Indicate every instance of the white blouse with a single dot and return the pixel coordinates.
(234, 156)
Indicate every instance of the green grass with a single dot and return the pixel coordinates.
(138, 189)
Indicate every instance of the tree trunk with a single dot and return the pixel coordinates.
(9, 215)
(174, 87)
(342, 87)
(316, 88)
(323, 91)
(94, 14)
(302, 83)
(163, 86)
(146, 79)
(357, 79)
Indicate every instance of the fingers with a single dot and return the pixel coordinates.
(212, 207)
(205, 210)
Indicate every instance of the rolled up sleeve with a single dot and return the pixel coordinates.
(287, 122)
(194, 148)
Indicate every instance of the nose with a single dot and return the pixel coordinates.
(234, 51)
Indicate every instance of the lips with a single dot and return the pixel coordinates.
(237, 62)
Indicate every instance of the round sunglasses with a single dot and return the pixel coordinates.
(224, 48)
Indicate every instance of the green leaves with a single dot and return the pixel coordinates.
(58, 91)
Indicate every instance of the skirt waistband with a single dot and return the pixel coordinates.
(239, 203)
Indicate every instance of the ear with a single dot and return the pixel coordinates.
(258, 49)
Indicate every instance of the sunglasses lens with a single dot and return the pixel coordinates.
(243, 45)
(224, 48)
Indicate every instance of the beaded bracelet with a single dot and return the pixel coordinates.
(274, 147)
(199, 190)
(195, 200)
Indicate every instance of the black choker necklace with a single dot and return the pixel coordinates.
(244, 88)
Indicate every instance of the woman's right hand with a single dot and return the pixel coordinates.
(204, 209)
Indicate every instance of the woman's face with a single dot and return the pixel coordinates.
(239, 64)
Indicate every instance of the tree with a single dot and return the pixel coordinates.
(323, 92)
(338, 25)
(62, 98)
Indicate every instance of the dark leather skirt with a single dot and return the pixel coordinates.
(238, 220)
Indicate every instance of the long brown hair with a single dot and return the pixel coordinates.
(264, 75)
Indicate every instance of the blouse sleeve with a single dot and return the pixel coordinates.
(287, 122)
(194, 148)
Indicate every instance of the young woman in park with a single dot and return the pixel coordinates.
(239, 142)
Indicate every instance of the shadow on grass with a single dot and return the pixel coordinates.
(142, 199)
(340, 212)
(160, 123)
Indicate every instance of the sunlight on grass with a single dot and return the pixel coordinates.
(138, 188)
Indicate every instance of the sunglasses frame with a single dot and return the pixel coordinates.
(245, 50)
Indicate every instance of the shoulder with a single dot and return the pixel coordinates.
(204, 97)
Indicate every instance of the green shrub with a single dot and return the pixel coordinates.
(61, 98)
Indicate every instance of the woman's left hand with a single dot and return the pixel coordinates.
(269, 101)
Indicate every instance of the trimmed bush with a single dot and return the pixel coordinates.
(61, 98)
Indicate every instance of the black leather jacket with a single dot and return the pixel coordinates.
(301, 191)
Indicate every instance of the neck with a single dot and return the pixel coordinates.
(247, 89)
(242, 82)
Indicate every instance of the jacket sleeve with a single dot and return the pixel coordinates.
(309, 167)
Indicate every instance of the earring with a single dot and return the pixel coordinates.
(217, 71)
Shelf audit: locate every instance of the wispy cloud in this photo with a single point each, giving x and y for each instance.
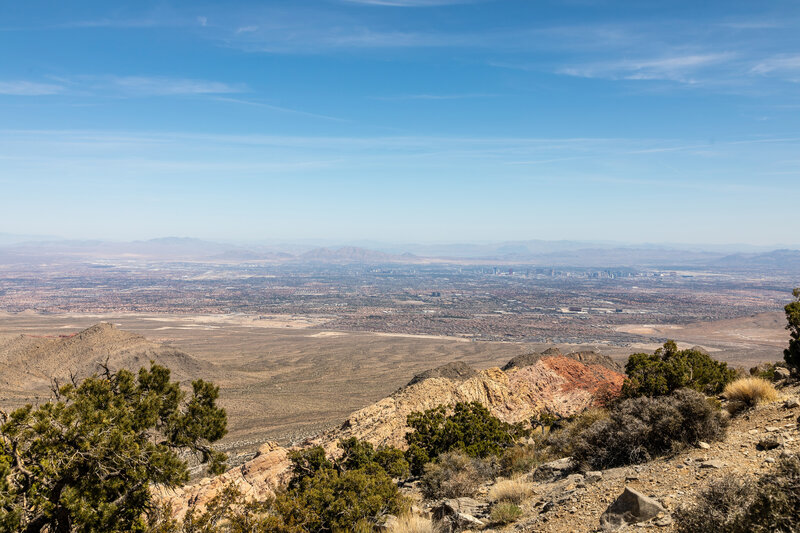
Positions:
(678, 68)
(409, 3)
(165, 86)
(29, 88)
(277, 108)
(427, 96)
(785, 65)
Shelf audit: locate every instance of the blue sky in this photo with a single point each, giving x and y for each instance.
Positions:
(401, 120)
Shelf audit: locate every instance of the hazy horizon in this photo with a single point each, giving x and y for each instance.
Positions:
(401, 121)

— WRITTEN EXERCISE —
Rewrite the lines from the one containing "Shelf audit: locate every instance of the blue" through the end of the records, putting "misty horizon" in place of "hazy horizon" and leaving everything else unchanged.

— THE SOLUTION —
Shelf audit: locate every instance of the blue sky in this photo with a single point each, giving x and y for each instance.
Positions:
(401, 120)
Shelf audit: locate every instance of the misty horizon in this photo with a single point each, giving x and y for each instance.
Positions:
(401, 121)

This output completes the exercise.